╭─ ページ抜粋

2007年01月30日 | 2言葉は錯覚からできている

さて、ようやく本題に戻ります。

ここで定義しなおした「錯覚(以下、括弧は使わない)」という見方を使えば、人間が感じる物事をはっきりと、錯覚でしかないものと、錯覚ではない物質に関するもの、とに分類できます。人間が使う言葉では、錯覚でしかないものと、きちんと物質現象に対応しているものとが混在しています。ふつう、日常言語では、錯覚でしかないものが多く表現されています。錯覚だからいけない、ということではありません。それらの言葉は人間関係を適切に言い表し、社会、経済を作り出し、人生を豊かにする、実用的で重要な道具です。一方、きちんと物質現象を表現している言葉は、科学論文などに多い。ただし、こちらも物質現象を述べているからすばらしい、ということではありません。価値の低い科学文献は実に多いのです。

╰─
╭─ 提供データ

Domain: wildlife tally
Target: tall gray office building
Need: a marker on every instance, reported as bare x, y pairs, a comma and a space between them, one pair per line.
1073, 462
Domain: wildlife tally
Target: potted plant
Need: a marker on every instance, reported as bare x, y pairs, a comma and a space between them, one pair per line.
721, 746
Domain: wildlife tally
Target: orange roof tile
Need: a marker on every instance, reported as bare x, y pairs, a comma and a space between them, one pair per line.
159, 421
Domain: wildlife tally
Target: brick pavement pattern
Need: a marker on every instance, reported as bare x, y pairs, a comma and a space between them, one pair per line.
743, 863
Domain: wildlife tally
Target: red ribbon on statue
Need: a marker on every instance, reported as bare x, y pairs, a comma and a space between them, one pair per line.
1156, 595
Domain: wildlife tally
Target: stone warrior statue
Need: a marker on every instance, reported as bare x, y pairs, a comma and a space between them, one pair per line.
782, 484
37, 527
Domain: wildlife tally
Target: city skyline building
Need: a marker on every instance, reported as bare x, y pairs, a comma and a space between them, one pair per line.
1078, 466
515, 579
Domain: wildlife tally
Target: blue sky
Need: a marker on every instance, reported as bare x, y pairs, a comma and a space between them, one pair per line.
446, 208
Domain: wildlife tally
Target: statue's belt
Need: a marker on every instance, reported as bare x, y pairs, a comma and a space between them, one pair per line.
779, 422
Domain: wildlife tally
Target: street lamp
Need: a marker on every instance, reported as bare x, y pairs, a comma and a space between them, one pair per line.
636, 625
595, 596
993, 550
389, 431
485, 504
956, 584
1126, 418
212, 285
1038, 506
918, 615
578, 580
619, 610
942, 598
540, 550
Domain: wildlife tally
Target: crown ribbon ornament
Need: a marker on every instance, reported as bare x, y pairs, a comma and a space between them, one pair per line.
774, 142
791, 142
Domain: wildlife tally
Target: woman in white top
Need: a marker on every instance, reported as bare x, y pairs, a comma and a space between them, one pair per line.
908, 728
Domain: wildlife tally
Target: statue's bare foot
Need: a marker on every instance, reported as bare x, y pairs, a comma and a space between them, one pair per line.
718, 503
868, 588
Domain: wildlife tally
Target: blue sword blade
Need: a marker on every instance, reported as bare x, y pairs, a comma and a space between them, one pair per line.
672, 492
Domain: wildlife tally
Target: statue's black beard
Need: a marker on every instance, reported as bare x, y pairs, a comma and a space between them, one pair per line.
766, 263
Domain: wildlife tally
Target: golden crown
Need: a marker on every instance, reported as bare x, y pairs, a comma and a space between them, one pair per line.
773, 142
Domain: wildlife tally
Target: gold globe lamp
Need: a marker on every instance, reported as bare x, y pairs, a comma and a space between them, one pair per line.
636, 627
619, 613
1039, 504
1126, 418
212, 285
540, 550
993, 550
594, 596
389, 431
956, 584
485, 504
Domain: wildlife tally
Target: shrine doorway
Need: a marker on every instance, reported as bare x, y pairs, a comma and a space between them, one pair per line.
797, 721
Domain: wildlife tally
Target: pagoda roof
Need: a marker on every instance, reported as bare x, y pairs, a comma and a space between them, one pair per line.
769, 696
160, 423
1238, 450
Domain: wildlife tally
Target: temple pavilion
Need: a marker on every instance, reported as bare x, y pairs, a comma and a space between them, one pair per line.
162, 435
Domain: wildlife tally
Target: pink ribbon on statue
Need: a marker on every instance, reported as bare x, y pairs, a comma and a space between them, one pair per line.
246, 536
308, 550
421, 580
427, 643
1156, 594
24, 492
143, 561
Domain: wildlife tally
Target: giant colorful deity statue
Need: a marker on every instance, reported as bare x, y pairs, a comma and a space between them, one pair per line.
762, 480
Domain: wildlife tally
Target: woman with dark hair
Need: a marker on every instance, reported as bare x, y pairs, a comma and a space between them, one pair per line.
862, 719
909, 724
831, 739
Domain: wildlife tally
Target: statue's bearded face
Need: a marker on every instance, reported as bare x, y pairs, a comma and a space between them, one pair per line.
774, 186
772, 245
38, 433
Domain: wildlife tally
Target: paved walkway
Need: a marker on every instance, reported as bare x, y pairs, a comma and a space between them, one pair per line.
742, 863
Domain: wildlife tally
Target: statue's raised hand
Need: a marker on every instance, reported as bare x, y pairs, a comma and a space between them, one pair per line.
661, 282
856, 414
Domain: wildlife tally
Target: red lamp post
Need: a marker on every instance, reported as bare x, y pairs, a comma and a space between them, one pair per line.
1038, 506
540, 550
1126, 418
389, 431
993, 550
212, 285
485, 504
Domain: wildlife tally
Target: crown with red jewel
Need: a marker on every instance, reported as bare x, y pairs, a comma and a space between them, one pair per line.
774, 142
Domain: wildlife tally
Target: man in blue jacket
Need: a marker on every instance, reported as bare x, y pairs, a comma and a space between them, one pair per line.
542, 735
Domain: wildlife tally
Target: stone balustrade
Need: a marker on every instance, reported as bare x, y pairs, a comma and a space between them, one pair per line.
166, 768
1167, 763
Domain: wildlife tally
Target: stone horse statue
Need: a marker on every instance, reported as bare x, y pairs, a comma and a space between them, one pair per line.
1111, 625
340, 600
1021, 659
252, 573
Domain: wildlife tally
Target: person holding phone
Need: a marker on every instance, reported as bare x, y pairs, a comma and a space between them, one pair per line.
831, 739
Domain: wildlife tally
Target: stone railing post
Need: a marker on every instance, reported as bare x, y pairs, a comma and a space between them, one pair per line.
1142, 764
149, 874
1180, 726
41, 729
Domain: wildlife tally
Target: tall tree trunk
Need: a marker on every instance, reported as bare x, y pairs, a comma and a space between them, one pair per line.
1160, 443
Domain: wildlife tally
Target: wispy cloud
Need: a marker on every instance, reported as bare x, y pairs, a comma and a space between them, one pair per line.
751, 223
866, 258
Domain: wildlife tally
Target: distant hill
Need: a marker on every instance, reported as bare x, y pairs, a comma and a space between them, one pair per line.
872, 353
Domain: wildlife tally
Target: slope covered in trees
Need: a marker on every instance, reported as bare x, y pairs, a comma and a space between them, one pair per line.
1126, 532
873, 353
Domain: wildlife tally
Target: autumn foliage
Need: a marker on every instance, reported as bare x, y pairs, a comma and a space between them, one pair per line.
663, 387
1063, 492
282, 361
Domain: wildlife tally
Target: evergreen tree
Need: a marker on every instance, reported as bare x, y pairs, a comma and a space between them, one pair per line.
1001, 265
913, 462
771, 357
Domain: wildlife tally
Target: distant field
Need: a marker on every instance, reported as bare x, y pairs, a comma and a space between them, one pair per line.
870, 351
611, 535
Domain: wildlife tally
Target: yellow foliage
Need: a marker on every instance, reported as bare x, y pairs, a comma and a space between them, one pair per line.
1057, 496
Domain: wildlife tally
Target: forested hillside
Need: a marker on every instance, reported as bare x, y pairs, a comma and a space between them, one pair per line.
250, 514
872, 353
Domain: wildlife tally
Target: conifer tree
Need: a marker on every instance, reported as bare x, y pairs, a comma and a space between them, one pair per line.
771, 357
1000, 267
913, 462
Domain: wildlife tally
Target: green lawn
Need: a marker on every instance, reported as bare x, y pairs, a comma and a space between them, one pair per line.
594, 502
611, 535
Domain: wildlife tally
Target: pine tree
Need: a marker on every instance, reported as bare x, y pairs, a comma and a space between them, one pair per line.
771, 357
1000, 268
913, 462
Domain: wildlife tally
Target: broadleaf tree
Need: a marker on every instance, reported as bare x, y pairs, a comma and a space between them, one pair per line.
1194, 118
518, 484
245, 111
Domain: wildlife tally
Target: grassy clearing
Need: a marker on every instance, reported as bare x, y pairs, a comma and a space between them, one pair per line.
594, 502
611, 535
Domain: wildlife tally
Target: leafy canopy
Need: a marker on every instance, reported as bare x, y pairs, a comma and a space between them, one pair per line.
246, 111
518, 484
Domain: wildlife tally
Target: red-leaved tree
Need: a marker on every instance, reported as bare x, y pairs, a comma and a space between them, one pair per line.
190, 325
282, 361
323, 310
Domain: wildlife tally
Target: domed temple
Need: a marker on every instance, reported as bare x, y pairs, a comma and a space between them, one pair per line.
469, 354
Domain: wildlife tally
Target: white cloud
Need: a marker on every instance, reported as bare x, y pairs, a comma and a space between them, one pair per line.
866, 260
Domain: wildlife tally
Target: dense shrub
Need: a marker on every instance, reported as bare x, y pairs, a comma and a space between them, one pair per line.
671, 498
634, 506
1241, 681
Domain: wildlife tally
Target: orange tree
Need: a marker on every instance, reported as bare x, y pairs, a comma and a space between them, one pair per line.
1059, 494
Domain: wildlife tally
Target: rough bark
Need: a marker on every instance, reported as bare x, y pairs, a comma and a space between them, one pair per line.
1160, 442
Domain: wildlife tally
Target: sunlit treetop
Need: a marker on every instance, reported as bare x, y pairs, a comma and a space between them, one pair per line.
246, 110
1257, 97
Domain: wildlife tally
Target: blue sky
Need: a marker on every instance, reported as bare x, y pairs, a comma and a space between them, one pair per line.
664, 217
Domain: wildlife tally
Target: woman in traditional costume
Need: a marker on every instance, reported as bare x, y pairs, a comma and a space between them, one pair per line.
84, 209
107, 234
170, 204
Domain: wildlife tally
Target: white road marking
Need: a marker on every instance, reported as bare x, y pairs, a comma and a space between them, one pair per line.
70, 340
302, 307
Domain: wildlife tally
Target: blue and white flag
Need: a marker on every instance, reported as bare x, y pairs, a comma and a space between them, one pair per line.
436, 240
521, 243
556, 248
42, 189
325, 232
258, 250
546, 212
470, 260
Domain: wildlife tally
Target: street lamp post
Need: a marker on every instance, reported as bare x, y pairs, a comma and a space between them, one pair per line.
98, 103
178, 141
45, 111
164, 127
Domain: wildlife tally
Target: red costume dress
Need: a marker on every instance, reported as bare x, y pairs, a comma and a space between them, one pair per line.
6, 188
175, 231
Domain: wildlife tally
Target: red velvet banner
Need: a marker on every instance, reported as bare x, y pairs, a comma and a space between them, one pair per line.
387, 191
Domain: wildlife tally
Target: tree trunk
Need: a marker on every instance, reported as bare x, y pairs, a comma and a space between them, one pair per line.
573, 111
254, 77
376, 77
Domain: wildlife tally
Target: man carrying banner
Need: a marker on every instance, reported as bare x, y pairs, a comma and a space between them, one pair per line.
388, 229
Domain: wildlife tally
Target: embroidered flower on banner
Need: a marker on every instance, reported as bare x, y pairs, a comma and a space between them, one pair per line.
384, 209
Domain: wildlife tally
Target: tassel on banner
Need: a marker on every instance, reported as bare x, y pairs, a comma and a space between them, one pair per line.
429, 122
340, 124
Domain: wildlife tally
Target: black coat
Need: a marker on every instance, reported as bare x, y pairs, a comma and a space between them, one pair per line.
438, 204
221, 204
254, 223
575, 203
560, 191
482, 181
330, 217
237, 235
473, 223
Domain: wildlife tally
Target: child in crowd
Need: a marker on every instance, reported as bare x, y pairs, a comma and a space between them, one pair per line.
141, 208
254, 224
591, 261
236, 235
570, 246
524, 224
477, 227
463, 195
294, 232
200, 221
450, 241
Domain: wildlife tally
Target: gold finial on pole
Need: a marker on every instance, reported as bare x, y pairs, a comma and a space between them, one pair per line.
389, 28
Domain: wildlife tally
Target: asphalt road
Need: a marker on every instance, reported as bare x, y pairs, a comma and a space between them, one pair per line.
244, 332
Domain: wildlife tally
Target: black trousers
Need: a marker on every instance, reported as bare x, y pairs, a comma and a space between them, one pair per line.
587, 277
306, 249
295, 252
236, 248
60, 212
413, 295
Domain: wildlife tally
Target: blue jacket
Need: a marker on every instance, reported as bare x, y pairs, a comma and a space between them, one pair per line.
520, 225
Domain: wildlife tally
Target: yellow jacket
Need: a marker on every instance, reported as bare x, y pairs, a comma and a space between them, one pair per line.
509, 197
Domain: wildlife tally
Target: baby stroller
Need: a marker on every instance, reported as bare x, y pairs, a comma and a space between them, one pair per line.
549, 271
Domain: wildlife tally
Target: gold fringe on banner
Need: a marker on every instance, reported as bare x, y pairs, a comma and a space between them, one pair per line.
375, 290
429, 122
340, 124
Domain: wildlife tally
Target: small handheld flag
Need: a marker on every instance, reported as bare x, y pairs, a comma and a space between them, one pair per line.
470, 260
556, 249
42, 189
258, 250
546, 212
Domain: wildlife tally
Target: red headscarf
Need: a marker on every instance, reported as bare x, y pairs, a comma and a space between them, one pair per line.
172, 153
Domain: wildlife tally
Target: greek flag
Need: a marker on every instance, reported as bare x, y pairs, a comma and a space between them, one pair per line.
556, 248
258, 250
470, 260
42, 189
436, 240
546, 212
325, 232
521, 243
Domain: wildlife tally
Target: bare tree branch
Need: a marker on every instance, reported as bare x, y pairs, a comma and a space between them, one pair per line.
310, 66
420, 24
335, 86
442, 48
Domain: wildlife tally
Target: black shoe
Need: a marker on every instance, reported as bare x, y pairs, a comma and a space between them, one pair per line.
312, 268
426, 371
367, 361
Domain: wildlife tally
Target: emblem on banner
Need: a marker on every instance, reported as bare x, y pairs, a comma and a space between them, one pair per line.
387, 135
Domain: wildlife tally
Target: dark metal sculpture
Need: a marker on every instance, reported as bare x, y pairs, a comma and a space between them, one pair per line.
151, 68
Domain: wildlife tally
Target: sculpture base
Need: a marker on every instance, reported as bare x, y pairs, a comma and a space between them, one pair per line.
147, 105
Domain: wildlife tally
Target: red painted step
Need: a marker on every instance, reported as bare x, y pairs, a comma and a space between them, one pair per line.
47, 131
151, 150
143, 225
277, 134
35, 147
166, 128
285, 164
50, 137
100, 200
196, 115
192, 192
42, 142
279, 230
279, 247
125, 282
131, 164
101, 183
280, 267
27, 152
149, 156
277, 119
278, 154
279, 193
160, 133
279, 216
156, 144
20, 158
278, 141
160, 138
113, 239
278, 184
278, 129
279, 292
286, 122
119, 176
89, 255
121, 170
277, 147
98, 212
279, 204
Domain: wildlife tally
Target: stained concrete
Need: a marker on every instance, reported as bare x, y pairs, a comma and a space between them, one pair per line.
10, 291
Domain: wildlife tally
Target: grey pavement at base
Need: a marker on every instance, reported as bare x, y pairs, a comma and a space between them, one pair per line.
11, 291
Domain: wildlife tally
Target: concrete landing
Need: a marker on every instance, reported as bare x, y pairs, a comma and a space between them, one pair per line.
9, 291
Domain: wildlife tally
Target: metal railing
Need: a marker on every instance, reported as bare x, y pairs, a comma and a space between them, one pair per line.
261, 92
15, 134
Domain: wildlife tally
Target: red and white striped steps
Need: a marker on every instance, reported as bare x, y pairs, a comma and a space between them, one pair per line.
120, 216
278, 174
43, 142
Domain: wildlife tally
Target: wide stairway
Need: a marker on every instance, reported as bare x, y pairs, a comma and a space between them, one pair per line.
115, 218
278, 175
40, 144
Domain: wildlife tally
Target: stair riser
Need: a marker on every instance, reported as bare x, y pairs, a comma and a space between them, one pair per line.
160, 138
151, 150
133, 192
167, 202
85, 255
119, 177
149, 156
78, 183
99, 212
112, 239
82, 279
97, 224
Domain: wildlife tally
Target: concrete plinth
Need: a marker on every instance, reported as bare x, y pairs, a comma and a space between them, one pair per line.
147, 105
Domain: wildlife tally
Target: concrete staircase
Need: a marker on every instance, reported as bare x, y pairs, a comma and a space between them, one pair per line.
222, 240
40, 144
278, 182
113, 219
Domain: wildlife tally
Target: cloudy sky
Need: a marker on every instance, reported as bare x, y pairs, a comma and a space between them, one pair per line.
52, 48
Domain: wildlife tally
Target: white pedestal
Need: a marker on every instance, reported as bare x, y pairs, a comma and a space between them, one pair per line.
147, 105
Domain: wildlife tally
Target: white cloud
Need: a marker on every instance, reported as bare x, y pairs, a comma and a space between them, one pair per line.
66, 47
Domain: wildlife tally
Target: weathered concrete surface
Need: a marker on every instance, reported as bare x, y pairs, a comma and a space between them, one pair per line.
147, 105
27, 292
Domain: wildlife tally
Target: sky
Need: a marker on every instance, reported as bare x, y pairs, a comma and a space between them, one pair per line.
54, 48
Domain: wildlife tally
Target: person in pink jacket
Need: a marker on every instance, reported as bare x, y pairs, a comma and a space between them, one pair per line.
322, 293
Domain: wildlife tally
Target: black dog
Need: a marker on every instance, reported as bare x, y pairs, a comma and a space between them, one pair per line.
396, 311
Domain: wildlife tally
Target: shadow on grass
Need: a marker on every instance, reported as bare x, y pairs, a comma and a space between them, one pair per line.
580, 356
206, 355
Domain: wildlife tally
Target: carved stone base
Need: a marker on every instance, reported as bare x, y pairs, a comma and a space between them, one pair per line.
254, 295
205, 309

╰─

**練習問題**:
**A.** ページ抜粋の内容を2文で要約してください。
**B.** ページ抜粋のうち、「さて、ようやく本題に戻ります。」から「い科学文献は実に多いのです。」までを、両端も含めて一字一句変えずに書き写してください。
**C.** ページ抜粋によると、価値の低いものが実に多いとされているのは何ですか。

**解答一覧**:
**A.** 人間が使う言葉には、錯覚でしかないものと物質現象にきちんと対応しているものが混在している。日常言語には錯覚でしかないものが多いが、それらは人間関係や社会を支える重要な道具であり、物質現象を表す言葉が多い科学論文にも価値の低いものは実に多い。

**B.**
さて、ようやく本題に戻ります。

ここで定義しなおした「錯覚(以下、括弧は使わない)」という見方を使えば、人間が感じる物事をはっきりと、錯覚でしかないものと、錯覚ではない物質に関するもの、とに分類できます。人間が使う言葉では、錯覚でしかないものと、きちんと物質現象に対応しているものとが混在しています。ふつう、日常言語では、錯覚でしかないものが多く表現されています。錯覚だからいけない、ということではありません。それらの言葉は人間関係を適切に言い表し、社会、経済を作り出し、人生を豊かにする、実用的で重要な道具です。一方、きちんと物質現象を表現している言葉は、科学論文などに多い。ただし、こちらも物質現象を述べているからすばらしい、ということではありません。価値の低い科学文献は実に多いのです。

**C.** 科学文献。